PROVIDED PASSAGE>
Start of Block
The court concluded that the government property was a “limited public forum” exists “where a government has reserved a forum for certain groups or for the discussion of certain topics.” On such property, restrictions are constitutional if they’re viewpoint-neutral and reasonable, and the court said these restrictions qualified. Some excerpts:

The [purpose of] AFRH-G … is to provide “residences and related services” to veterans, not to foster a rich educational environment. These services are primarily mental and physical health services to assist aging veterans. And the AFRH-G is a gated and guarded federal facility that employs active-duty military personnel.

These unique characteristics … make the AFRH-G incompatible with political speech. Permitting political expression, such as allowing Fuselier to don apparel with political slogans like “Lets Go Brandon,” a well-known euphemism for the phrase “F*** Joe Biden,” might disrupt the AFRH-G’s unique environment which seeks to provide residences for veterans and foster resident physical and mental health, while preserving an environment suitable for active-duty military personnel. Such political speech disrupts that environment because it is adverse to the AFRH-G’s mission and undermines the military’s long-standing historical tradition of promoting the appearance of political neutrality among the active-duty personnel working at the Home. See, e.g., Parker v. Levy (1974); Greer (“[M]embers of the Armed Forces stationed at Fort Dix are wholly free as individuals to attend political rallies, out of uniform and off base. But the military as such is insulated from both the reality and the appearance of acting as a handmaiden for partisan political causes or candidates.”)….

The Government has a legitimate and reasonable interest in promoting harmony among residents, visitors, and employees at the AFRH-G because of the unique nature of the forum. The AFRH-G’s purpose is to provide residences and related services, primarily mental and physical health services, to veterans. It is also a gated, guarded, federal facility that employs active-duty military personnel and reports to the Department of Defense.
End of Block
AIM OF THE EXERCISE>
Continue the passage on the court's limited-public-forum ruling about the AFRH-G from where it stops.

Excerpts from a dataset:
Start of Block
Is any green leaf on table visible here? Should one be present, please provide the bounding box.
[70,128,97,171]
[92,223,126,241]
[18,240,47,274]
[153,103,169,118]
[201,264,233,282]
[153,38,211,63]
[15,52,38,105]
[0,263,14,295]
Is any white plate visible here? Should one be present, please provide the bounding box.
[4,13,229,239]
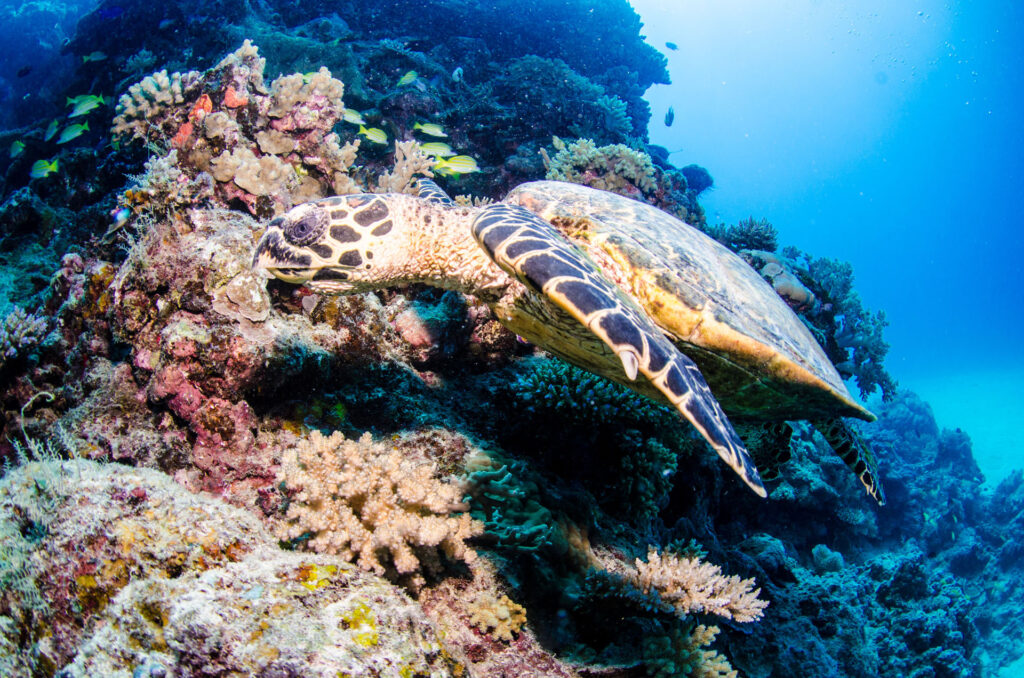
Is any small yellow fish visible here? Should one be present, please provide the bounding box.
[413,123,447,136]
[68,99,99,118]
[57,123,89,143]
[434,156,480,174]
[342,109,367,125]
[359,125,387,143]
[67,94,106,105]
[420,141,455,158]
[395,71,420,87]
[43,119,60,141]
[29,158,58,179]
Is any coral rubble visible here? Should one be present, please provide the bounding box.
[0,0,1024,678]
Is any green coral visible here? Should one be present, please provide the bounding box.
[506,359,688,524]
[545,136,657,198]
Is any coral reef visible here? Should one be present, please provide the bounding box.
[0,460,458,677]
[0,5,1024,678]
[279,431,483,588]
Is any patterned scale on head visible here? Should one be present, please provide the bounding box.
[253,195,394,294]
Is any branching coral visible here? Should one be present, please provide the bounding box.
[0,306,49,368]
[719,217,778,252]
[280,431,483,584]
[114,40,358,216]
[377,141,434,193]
[630,548,768,622]
[642,624,738,678]
[544,136,655,199]
[113,70,200,141]
[469,591,526,642]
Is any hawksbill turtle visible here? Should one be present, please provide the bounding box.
[253,179,884,503]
End of Block
ANSWER SPACE>
In Preminger v. Secretary (Fed. Cir. 2008), the Federal Circuit evaluated the Menlo Park Medical Center, which consisted of “buildings and outdoor, communal areas,” “a teaching hospital,” “three nursing homes,” and “a domiciliary for homeless veterans.” The court concluded that the campus was a nonpublic forum and that a restriction on “partisan activities” by “visitors” was reasonable because “[t]he VA must be able to maintain a place of healing and rehabilitation for the veterans for which it provides services. Demonstrations and other disruptions could interfere with the VA’s ability to provide those services and could impede the VA’s ability to carry out its mission of caring for veterans.” And in Preminger v. Principi (9th Cir. 2005), the Ninth Circuit concluded that a restriction on “partisan activities” that prevented the plaintiff from soliciting voters at a VA nursing home was reasonable “in order to prevent the appearance of partisan affiliation.”

Those same justifications apply equally to the AFRH-G. Maintaining a place of healing for residents reasonably may require certain limitations on kinds of speech and expression that might interfere with its congressional mandate.

This is especially true in this context because active-duty military personnel work on campus and might inadvertently be pictured or associated with residents engaging in political speech, undermining our Nation’s history of a politically neutral military. In this unique context, the Government has a legitimate interest in promoting harmony on campus….

James E. Graves, III and Jessica Bourne Williams represent the government.